Extract every line in the records below that contains the string "snow", and copy each one unchanged.

(Stored data entries)
○ ○ ○ ○

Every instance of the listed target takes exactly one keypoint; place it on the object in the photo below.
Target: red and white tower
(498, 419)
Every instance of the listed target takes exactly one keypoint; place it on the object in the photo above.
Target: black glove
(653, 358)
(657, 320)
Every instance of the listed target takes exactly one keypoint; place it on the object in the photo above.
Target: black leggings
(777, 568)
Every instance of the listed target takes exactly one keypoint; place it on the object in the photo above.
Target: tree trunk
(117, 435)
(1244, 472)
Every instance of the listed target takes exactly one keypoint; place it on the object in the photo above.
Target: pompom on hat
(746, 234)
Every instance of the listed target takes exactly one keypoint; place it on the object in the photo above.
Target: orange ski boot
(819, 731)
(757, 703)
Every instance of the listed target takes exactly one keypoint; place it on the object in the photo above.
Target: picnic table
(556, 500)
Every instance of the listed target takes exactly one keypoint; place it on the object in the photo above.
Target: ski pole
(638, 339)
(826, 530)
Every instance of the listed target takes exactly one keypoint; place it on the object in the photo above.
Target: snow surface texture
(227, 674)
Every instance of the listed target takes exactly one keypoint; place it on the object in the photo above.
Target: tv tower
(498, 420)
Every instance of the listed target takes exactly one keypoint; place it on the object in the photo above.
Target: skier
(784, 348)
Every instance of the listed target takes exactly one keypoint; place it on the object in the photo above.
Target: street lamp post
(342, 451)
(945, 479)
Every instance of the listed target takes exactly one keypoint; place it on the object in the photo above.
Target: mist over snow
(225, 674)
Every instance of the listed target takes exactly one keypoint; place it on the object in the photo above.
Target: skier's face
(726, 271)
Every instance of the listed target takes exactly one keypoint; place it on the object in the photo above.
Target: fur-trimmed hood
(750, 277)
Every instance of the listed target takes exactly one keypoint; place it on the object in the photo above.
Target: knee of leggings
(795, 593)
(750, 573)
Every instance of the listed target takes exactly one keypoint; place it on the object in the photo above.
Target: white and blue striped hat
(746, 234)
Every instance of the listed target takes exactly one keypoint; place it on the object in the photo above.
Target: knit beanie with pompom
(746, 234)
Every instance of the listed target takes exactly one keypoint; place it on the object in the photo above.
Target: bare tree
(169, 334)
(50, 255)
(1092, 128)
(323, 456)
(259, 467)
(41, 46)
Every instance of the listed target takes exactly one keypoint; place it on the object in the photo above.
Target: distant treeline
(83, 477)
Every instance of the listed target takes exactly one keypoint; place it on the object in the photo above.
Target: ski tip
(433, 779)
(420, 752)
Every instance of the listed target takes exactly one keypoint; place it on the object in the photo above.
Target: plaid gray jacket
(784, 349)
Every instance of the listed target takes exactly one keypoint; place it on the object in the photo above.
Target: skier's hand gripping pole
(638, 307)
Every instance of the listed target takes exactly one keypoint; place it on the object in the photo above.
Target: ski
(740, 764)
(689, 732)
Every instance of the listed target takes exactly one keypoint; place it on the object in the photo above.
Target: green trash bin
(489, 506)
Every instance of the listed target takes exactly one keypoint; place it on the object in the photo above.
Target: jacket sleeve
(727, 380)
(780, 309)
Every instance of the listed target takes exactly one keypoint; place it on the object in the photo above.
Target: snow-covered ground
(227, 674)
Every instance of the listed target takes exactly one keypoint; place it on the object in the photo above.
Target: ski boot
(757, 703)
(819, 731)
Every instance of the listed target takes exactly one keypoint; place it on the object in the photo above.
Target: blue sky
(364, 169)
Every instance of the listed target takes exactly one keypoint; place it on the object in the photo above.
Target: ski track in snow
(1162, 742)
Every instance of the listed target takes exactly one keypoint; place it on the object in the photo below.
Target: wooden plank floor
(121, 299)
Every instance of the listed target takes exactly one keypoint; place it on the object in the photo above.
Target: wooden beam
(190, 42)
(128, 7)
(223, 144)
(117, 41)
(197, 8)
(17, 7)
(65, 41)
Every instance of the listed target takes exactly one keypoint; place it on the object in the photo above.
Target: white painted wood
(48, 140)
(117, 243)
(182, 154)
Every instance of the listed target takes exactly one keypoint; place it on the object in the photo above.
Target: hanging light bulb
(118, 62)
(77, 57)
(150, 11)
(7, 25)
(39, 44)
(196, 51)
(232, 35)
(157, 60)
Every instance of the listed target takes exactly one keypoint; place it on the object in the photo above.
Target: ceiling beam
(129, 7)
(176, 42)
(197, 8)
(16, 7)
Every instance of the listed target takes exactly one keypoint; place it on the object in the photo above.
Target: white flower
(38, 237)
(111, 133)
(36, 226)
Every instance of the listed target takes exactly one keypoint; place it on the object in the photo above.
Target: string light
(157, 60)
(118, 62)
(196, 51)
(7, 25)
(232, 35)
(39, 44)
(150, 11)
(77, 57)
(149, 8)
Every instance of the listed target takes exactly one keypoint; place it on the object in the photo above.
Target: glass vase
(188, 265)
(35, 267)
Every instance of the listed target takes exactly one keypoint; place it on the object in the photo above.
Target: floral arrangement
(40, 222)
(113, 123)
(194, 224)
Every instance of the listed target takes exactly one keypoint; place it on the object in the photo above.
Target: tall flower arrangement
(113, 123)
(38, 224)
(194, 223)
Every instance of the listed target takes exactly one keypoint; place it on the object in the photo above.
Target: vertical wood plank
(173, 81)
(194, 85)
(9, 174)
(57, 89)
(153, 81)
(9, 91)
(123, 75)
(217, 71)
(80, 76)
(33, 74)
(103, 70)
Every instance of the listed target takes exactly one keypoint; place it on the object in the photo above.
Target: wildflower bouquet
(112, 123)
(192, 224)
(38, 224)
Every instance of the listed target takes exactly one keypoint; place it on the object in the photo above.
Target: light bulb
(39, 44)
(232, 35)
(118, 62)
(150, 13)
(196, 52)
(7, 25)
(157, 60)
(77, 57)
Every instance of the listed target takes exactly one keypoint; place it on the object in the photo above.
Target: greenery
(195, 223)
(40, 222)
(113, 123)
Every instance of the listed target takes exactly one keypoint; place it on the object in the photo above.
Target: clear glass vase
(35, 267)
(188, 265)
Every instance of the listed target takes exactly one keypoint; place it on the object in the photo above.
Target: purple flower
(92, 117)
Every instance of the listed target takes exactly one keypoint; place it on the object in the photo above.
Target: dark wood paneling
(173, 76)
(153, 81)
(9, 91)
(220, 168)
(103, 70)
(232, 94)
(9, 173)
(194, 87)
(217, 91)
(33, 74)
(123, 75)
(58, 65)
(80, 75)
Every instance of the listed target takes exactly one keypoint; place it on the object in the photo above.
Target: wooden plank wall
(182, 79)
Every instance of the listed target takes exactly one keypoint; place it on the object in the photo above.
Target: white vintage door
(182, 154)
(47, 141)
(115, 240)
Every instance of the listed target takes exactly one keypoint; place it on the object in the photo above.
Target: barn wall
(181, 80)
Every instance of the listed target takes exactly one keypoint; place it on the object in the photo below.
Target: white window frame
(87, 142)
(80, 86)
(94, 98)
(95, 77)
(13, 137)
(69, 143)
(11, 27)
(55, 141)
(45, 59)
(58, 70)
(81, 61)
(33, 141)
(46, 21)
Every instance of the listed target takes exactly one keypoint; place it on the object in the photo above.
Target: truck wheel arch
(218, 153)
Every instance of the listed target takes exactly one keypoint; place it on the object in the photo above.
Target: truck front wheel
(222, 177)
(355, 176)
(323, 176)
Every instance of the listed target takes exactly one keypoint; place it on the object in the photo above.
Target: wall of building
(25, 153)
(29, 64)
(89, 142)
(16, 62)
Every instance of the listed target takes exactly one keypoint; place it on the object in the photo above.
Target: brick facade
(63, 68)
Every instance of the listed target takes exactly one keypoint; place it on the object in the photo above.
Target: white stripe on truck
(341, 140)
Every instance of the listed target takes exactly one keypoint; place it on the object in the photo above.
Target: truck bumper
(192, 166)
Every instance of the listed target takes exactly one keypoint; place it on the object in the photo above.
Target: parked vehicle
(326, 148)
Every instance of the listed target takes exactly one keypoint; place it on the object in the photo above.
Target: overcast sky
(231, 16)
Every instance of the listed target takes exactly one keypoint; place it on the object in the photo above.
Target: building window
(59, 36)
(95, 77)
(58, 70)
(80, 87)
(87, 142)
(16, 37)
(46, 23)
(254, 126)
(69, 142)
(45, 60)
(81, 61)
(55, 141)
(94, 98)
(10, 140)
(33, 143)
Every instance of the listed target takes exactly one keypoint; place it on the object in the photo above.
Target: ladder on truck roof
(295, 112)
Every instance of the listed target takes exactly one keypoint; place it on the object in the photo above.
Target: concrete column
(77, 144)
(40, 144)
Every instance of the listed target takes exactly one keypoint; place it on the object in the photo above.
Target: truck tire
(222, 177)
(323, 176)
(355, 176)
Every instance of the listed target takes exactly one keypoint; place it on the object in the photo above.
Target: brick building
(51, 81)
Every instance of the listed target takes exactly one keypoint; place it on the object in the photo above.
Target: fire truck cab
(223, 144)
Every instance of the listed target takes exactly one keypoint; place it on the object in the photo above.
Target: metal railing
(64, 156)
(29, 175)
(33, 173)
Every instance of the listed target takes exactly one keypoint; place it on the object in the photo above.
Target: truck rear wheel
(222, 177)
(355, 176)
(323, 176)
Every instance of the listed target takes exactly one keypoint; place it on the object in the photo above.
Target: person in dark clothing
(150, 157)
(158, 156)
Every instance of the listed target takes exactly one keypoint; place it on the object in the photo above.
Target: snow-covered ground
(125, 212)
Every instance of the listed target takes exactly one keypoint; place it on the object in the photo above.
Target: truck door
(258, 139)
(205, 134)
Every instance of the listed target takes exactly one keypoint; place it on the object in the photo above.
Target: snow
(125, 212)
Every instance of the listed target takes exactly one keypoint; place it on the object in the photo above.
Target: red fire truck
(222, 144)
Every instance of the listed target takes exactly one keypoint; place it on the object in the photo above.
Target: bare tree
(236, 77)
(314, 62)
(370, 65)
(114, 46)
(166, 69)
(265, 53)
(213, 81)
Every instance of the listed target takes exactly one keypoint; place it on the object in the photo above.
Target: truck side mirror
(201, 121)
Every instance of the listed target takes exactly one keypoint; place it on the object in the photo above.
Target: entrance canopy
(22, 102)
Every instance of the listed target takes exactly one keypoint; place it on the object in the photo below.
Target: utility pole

○ ○ ○ ○

### SOLUTION TO THIS TASK
Target: snow surface texture
Target: mist over snow
Target: snow-covered ground
Target: ski track in snow
Target: snow-covered ground
Target: snow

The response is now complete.